= Text shown =

Dehumanizing Black Athletes in the NBA and at the Olympics

With a little over six minutes remaining in the second quarter of the Eastern Conference Semifinals game four between the Milwaukee Bucks and the Brooklyn Nets, Blake Griffin stood at the top of the key. Griffin looked for Kevin Durant off a double-pick play at the right elbow. The Bucks, however, were ready for the play.

While guarding Durant, PJ Tucker, the Bucks’ power forward, disrupted Durant’s positioning off Griffin’s risky pass. Capitalizing on the chaos, three Bucks’ players swarmed Durant. Standing on the left wing, Kyrie Irving recognized that Jrue Holiday got greedy. Holiday, looking for the steal, left the lane wide open for Irving to cut through.

Durant rocketed a pass to Irving in the key. Upon catching the ball from Durant, Irving jumped up for a short lay-up as two Bucks’ players, Holiday and Giannis Antetokounmpo, ran towards Irving to block the layup while Irving was in the air. Irving felt the presence of Antetokounmpo and tried in vain to avoid a fall.

As his shot went in, Irving fell, twisting his foot and straining his ankle. The rest of the Nets’ players ran up court to get in defensive position with Irving clutching his right ankle. Griffin retrieved the rebound from the Bucks’ poor three-point attempt just as the Nets’ called a timeout. It was clear on the faces of the players, with Irving possibly being seriously injured, that the Nets’ series and championship aspirations were in jeopardy.

Irving, the divisive superstar for the Brooklyn Nets, calls on us to reorient how we think of the NBA. He calls on us to orient our view so the general competitiveness of the NBA, takes a secondary position to the artistry of the game—a lens that acknowledges basketball as an art and the players as artists.

With this lens, the play before Irving’s injury is more important than Irving’s injury itself. Irving’s injury undoubtedly is unfortunate for his own health, but how we view the NBA as a commodified spectacle where profits takes precedence abstracts Irving’s injury. In this way fans think of injuries in terms of an organizations’ chance of winning a championship rather than in relation to the individual players, which are predominately Black.

Kyrie Irving preparing for a free throw (CC)

The undertones of this view of NBA players is clear, as Laura Ingraham infamously said to LeBron James’ activism on Ingraham Angle, “It’s always unwise to seek political advice from someone who gets paid $100 million a year to bounce a ball. Keep the political comments to yourselves […] —Shut up and dribble.” Ingraham’s reveals the belief that basketball players are nothing more than entertainers.

Point labeling dataset excerpts
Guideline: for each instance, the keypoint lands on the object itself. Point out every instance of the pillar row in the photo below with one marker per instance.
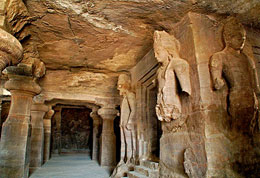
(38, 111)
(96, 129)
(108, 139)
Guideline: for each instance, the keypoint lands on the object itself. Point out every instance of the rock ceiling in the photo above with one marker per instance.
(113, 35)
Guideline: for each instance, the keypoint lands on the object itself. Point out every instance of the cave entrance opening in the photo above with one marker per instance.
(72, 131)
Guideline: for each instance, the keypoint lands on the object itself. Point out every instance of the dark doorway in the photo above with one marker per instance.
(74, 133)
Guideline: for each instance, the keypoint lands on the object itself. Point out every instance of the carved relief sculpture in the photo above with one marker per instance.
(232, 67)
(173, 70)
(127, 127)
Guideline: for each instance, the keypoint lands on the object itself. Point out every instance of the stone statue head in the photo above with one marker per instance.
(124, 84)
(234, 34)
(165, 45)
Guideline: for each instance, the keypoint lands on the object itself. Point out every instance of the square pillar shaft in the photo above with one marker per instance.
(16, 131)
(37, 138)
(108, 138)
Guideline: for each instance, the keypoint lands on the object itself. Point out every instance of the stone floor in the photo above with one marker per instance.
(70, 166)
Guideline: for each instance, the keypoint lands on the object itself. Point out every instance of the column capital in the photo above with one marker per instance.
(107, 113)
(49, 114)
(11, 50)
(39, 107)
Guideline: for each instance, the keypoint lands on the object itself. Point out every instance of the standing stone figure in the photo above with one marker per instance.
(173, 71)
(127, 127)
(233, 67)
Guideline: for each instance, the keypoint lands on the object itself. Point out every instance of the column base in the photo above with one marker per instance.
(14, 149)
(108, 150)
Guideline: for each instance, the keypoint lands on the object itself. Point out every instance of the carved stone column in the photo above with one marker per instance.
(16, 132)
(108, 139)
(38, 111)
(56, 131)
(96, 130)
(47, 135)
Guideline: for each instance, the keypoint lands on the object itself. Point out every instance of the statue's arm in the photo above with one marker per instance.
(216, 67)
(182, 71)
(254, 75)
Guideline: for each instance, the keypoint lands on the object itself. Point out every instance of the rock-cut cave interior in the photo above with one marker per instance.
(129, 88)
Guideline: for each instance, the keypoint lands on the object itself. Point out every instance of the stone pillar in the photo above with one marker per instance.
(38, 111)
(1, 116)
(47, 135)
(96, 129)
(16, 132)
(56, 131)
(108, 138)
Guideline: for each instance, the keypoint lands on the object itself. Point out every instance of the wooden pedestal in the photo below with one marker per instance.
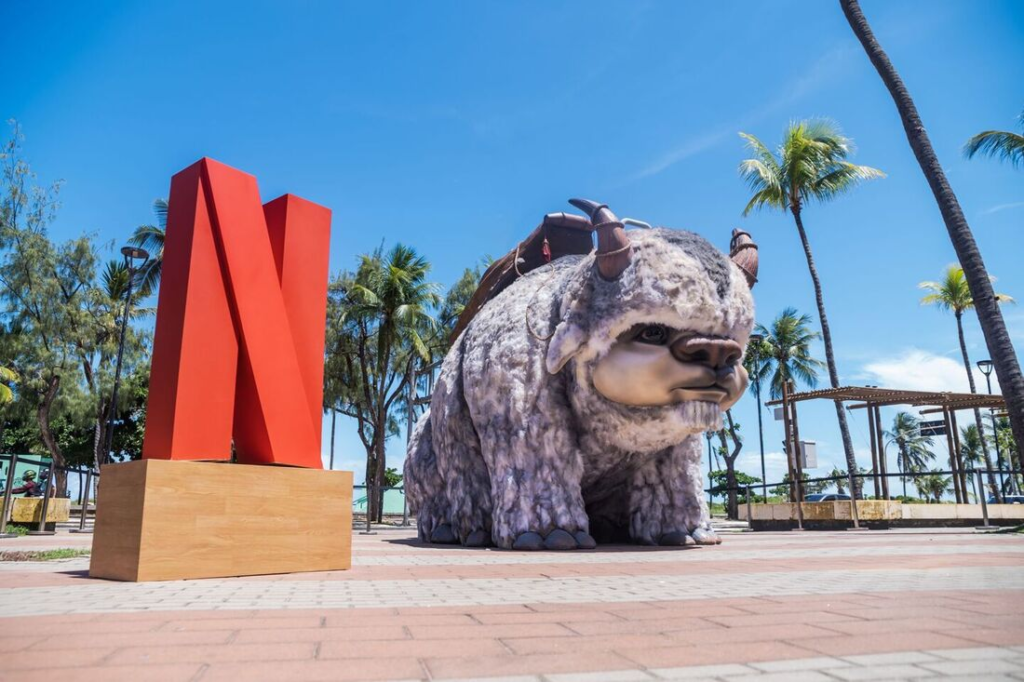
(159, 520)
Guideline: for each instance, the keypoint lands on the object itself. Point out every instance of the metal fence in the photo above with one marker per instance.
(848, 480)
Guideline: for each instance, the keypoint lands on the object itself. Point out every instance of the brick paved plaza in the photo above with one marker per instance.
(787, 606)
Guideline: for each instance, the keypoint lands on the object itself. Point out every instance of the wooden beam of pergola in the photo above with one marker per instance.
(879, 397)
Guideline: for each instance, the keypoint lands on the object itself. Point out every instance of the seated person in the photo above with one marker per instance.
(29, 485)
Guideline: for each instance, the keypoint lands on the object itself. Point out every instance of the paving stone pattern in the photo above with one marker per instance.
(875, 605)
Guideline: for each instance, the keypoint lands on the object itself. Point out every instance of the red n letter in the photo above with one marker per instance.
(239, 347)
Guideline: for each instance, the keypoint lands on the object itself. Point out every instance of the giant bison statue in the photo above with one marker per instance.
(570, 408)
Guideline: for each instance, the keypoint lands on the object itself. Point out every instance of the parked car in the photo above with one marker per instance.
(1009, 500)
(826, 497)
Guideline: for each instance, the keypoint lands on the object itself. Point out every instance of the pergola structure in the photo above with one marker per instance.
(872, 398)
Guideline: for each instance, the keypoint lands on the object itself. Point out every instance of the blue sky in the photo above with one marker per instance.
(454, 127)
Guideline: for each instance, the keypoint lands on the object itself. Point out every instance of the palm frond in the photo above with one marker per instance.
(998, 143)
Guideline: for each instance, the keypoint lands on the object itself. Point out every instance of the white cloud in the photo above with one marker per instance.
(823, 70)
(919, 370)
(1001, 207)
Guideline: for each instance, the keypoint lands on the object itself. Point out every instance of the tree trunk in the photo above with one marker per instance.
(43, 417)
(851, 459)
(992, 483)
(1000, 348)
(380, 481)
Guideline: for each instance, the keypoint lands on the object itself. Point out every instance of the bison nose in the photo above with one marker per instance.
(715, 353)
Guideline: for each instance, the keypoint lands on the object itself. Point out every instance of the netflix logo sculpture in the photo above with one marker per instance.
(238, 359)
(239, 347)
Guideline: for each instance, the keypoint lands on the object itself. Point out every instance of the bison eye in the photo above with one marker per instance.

---

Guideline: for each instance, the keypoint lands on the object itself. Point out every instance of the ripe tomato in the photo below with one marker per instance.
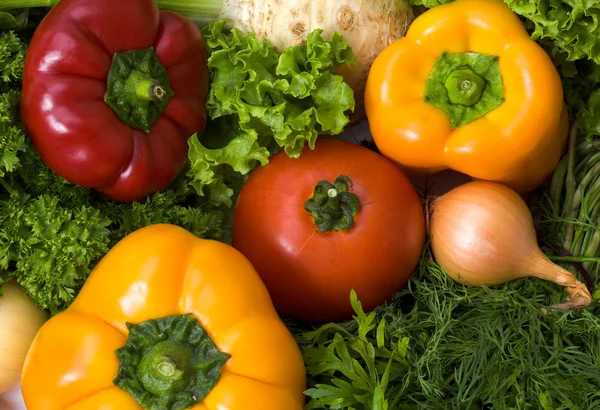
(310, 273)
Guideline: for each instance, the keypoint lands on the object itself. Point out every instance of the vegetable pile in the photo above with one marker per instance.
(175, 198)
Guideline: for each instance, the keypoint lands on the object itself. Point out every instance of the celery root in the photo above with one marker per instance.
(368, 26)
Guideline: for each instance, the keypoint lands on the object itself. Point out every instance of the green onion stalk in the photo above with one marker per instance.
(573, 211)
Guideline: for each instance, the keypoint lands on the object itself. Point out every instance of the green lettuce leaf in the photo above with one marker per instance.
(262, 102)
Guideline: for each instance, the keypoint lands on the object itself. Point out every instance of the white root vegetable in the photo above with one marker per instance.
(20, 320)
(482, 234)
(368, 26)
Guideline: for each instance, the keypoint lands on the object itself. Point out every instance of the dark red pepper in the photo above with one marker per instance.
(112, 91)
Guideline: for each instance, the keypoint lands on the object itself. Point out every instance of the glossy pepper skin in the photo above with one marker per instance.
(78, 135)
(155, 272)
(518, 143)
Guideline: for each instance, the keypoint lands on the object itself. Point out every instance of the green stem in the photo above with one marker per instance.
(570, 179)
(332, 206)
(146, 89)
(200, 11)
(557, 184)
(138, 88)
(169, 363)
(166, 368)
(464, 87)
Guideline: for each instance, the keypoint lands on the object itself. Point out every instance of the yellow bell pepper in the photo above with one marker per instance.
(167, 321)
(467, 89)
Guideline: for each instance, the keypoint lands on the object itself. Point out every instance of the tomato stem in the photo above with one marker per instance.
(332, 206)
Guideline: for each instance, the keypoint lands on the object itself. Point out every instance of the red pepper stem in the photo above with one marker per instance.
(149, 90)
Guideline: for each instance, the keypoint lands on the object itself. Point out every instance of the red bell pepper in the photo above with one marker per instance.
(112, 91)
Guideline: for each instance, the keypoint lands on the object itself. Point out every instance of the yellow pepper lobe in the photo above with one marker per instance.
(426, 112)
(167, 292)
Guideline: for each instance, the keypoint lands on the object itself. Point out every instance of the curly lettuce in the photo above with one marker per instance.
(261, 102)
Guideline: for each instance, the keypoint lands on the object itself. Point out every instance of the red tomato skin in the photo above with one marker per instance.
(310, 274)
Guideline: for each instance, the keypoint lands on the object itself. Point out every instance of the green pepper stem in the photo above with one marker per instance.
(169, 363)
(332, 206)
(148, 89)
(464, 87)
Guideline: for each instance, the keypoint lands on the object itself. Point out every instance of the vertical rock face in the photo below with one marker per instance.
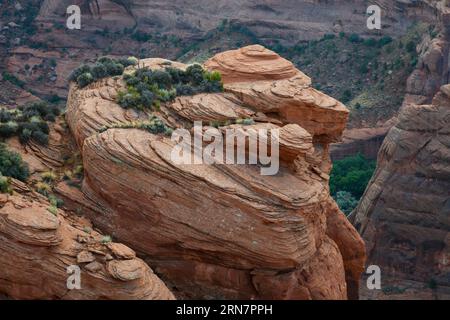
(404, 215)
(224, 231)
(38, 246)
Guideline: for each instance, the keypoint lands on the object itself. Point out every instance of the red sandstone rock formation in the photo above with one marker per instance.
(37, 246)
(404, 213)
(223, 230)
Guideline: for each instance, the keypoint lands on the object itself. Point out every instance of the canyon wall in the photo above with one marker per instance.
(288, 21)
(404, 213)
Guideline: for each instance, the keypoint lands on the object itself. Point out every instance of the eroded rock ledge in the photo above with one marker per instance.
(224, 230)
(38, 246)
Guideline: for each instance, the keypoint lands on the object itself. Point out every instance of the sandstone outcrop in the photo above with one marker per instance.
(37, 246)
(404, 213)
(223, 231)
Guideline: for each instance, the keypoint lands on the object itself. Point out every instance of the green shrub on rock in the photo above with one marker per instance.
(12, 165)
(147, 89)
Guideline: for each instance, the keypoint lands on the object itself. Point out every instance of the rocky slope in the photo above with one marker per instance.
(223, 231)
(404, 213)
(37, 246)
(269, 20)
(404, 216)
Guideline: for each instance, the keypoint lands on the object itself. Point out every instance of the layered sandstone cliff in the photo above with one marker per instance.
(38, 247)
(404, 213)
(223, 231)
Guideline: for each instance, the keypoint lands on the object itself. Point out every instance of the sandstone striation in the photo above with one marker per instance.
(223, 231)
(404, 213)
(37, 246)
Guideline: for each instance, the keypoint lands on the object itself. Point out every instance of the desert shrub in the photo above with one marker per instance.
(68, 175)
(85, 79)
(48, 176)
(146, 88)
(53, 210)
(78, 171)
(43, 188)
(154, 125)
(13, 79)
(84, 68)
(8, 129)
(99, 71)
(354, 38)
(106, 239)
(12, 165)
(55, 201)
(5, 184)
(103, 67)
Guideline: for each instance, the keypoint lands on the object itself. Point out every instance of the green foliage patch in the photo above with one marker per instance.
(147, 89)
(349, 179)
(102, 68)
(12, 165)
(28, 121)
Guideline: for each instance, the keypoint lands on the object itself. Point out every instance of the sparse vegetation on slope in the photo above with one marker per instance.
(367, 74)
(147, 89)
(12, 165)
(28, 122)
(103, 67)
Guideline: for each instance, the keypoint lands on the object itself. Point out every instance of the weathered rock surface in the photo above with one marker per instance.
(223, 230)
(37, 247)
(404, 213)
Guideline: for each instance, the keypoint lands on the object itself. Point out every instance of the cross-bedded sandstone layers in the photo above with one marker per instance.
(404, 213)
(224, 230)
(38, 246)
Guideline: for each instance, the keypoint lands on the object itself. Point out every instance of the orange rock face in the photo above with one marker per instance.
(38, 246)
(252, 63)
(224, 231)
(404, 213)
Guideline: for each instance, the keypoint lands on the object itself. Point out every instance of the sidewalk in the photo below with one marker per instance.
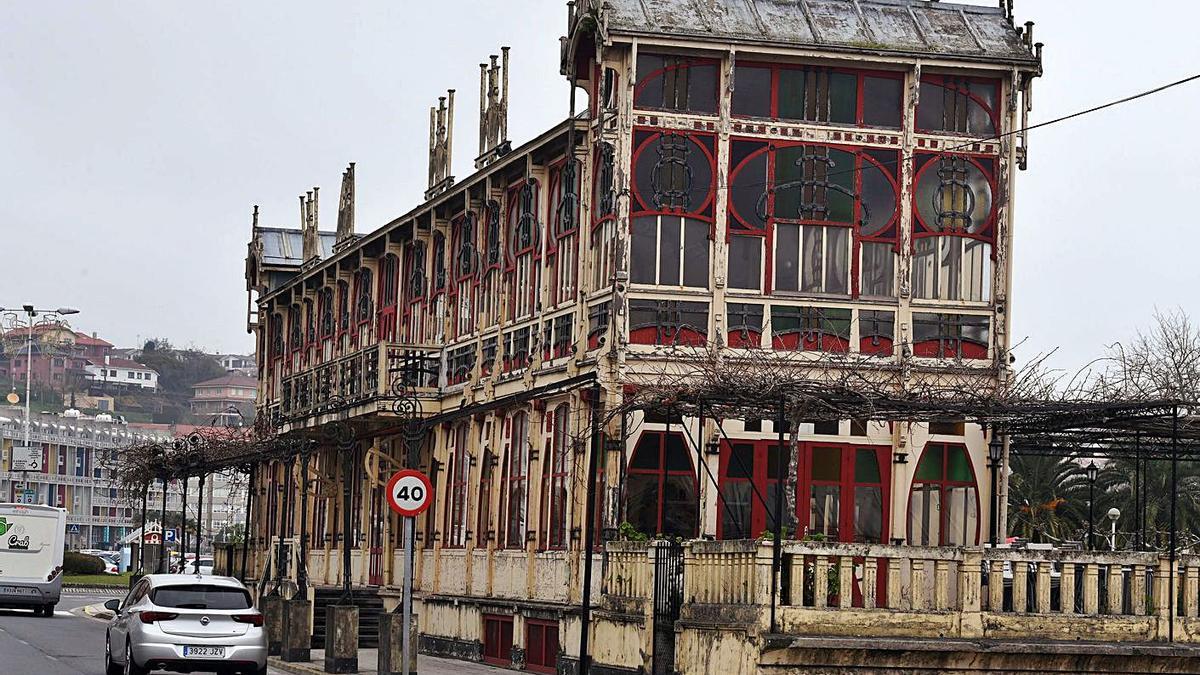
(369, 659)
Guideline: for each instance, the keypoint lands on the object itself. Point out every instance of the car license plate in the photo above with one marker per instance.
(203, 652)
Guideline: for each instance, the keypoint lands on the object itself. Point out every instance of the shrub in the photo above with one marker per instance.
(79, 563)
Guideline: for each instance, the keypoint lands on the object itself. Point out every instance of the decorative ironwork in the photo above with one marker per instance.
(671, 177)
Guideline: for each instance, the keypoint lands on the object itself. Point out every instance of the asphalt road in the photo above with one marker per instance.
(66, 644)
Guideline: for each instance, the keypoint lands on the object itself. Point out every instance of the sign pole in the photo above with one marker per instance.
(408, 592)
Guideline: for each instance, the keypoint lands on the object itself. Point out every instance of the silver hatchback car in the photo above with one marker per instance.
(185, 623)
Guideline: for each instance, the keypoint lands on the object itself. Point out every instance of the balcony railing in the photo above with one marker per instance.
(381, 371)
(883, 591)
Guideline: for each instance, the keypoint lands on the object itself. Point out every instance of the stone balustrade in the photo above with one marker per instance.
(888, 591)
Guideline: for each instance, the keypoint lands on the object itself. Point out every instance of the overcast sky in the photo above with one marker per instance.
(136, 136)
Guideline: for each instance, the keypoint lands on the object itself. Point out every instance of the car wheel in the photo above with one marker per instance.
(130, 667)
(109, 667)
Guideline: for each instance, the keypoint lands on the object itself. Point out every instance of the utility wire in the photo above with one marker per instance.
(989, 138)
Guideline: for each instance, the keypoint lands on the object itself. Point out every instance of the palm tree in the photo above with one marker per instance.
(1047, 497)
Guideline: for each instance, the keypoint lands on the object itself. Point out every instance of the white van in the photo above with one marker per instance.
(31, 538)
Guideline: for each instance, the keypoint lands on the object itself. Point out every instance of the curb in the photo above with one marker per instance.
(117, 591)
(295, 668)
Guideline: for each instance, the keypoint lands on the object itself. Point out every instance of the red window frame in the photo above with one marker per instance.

* * *

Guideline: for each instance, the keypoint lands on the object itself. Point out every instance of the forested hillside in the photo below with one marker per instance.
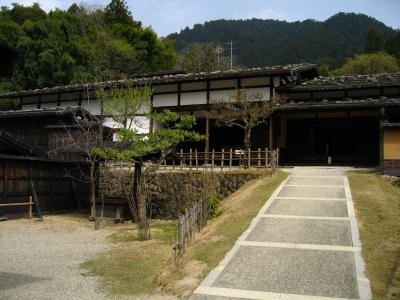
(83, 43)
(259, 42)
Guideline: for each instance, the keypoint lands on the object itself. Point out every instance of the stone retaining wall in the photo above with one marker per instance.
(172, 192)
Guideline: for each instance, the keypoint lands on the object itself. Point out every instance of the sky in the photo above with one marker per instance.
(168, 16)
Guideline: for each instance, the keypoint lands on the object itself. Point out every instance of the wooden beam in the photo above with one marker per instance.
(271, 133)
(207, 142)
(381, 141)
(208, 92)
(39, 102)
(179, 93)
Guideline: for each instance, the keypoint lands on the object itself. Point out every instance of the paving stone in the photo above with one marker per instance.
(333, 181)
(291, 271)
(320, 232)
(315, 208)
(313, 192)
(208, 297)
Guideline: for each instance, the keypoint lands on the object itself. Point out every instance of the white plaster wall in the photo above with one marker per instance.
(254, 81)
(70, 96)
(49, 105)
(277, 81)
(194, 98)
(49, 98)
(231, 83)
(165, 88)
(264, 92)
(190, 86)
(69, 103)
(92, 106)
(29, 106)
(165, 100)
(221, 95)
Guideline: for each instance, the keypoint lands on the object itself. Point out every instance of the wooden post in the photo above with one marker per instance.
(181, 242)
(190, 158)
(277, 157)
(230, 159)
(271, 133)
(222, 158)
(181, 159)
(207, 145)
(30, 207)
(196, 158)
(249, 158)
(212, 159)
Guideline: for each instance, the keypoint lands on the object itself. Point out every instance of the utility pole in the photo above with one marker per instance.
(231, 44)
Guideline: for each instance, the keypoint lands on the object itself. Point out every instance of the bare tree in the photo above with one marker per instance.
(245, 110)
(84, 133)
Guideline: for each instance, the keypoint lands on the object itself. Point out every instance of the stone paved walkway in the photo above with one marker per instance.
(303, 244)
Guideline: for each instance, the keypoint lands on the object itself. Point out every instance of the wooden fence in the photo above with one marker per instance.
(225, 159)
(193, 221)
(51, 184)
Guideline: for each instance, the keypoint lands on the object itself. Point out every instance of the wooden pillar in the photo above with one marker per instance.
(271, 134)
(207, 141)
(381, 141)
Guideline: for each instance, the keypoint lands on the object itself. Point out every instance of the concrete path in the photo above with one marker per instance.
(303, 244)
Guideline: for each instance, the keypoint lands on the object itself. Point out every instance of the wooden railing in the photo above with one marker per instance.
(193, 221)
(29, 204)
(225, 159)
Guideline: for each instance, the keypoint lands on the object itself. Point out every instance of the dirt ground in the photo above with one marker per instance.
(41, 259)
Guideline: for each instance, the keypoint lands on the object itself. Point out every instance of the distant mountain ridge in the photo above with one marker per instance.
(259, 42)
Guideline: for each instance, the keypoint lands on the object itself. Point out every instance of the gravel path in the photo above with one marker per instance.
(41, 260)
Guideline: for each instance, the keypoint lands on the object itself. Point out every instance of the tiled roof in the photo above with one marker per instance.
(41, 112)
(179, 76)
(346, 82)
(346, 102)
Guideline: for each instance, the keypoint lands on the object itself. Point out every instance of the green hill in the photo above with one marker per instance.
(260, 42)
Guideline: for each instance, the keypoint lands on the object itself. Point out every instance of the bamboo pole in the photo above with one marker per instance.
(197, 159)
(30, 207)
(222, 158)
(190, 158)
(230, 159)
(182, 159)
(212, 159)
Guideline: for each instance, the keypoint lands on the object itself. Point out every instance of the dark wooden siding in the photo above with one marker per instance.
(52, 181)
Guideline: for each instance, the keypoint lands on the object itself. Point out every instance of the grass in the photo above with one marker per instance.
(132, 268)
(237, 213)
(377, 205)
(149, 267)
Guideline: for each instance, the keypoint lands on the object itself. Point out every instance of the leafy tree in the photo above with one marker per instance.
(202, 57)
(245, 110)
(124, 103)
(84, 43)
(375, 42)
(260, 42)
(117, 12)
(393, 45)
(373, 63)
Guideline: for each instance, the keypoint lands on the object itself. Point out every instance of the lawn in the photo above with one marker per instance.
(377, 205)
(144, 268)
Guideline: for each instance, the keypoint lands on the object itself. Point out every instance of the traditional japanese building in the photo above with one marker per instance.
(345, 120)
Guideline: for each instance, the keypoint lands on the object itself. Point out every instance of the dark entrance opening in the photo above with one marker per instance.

= Exercise tasks =
A. Translate this sentence from the essay on Black athletes in the NBA into Spanish: "Durant rocketed a pass to Irving in the key."
B. In the essay on Black athletes in the NBA, which Bucks player went for the steal and left the lane open for Irving?
C. Write the next few paragraphs of the essay on dehumanizing Black athletes in the NBA and at the Olympics, picking up after its last sentence.

= Results of the tasks =
A. Durant lanzó un pase fulminante a Irving en la pintura.

B. Jrue Holiday.

C.
An understanding of basketball as as art form destroys the reduction of basketball players being merely entertainers. Seeing basketball players as artists gives them a comparable significance to writers, directors and musicians. Furthermore, it gives the players, who are predominantly Black, ownership over their artistry and bodies. This is why Irving’s repeated statements concerning basketball as an artistic form is extremely important—he is subverting the traditional view of Black athleticism.

“It’s just a lot of movements—a lot of thoughts that you have to put into action it’s just a constant masterpiece that you have to paint. Sometimes it’s going to be all scribble and stuff like that,” Irving said in an interview with Boston.com. “It’s OK to get out of the lines. That’s the way I think of it sometimes—or excuse me—most of the time, when I’m describing it and watching it. Just watching so many different details that I need to do in order to think about the best way to get a win.”

The play leading up to Irving’s injury is an example of the chaotic artistry of the game. Irving saw an opening in the lane and took advantage of the opportunity. There is no preset plan. The players must continuously act and react to an indeterminate opponent. As Irving states, the “scribbling” and all the little details of the game are for the goal of winning the game. However, winning not in a territorial sense of dominating the other team but the act of winning as having better artistic form than the other team.

There are clear examples of sports that are not constructed from the direct domination of an opponent. Gymnastics, diving and figure skating are all examples of sports that reward form and technique. All of these sports celebrate the artistry of the individual expressed through their performance. When Simone Biles executes her routine garnering a near perfect score, she is celebrated for what she did individually rather than team USA taking the credit for her work. However, this is not to say that there is not tension between individual athletes and organizations in these sports.  During the gymnastics team final at the Olympics, Simone Biles pulled out of the final because of a mental health issue. Biles’ decision led to a flurry of negative criticism targeting her as being selfish for not sacrificing her own psychological well-being for the team.

Simone Biles during session 2 of the Women's competition on 4/9/16 (CC)

This warped understanding of athletes has also extended into the USA basketball performance at the Olympics. The basketball team has been noticeably less dominant than in years past. Additionally, there is mounting pressure on the team that has fostered tension between players like Lebron James, who are sitting out of the games, and the players choosing to play for Team USA, including Jrue Holiday. After winning the championship with the Milwaukee Bucks, Holiday flew immediately to Tokyo to participate in the games. Holiday arrived at 1 AM for a game against France which Team USA lost to in a stunning upset. Players’ like Holiday are taking a physical sacrifice for the allure of playing for Team USA at the Olympics, something that players, such as Lebron James, have decided is not worth the individual cost on their bodies.

Disrupting traditional perceptions of athletes as purely being entertainers or pawns for larger organizations has led to contentious relations with both the media and former players. In December, after being fined repeatedly for not speaking to the media, Irving spoke with reporters about his avoidance of the press, “It’s really just about how I felt about the mistreatment of certain artists when we get to a certain platform of when we make decisions within our lives to have full control and ownership […] We want to perform in a secure and protected space.”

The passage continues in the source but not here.